<<<<

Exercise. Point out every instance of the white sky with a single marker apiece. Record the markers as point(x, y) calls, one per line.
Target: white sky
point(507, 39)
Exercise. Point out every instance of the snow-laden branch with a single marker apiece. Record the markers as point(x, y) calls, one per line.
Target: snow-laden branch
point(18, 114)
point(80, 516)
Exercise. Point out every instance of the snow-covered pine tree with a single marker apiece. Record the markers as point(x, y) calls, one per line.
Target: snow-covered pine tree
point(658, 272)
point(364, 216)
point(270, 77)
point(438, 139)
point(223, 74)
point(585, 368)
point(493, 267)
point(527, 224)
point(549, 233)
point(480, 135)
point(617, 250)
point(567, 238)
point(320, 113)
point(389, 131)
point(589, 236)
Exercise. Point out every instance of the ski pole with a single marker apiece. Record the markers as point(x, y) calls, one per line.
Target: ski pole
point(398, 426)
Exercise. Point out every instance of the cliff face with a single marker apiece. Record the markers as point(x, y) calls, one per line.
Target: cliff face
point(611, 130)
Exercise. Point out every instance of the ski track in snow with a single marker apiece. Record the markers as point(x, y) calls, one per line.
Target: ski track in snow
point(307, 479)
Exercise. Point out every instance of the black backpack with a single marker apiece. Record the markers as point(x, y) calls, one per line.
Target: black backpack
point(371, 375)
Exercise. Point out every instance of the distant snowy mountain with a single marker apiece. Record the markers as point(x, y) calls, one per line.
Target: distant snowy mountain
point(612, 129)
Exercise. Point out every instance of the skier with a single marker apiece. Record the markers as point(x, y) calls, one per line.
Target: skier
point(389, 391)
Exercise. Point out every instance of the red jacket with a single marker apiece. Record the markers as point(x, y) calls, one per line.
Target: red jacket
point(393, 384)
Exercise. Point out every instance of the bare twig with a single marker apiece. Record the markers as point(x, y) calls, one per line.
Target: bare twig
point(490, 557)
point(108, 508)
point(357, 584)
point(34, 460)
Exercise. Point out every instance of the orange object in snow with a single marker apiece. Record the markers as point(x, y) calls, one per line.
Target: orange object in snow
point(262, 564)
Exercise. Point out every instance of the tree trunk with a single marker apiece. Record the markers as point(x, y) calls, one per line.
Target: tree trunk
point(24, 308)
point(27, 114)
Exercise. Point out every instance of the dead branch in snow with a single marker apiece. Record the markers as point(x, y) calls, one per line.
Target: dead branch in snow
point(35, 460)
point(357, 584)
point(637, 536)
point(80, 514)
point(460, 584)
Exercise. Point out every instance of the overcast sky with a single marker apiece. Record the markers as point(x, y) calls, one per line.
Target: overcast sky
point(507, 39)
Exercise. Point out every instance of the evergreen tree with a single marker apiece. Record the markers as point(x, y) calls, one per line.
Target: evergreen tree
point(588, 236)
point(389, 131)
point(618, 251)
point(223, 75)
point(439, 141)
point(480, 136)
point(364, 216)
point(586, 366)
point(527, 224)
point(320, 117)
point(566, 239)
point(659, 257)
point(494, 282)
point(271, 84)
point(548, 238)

>>>>

Problem statement —
Up to and including the last line above, starting with the line that contains "Target: bare twig", return each line exactly and nothing else.

Response —
Target: bare twig
point(490, 557)
point(108, 508)
point(357, 584)
point(34, 460)
Exercise. Point out every instance of the orange object in snow with a single marker apiece. Record the markers as point(x, y) calls, one per line.
Target: orange object in snow
point(262, 564)
Exercise. Point out every instance of the tree trunk with a single marker apiece. Record the markers as point(x, y) calls, one per line.
Target: tree trunk
point(24, 308)
point(27, 114)
Exercise. Point out every instance of the dead branch in snow with a single marker apiece. Record the markers as point(x, y) calls, one per line.
Target: dead branch in snow
point(35, 460)
point(357, 584)
point(637, 536)
point(80, 514)
point(460, 584)
Exercise. Point out every instance of the overcast sky with a single marker apiece. Record the markers as point(x, y) calls, one per line.
Target: overcast sky
point(507, 39)
Exercise. Point out every instance of the evergreen tree with a single marker apiece. Record the markers as point(x, y) calls, one per line.
Target: evergreen tree
point(588, 236)
point(389, 131)
point(618, 251)
point(223, 75)
point(439, 141)
point(480, 136)
point(364, 216)
point(586, 366)
point(527, 224)
point(320, 117)
point(566, 239)
point(659, 257)
point(494, 282)
point(271, 84)
point(548, 238)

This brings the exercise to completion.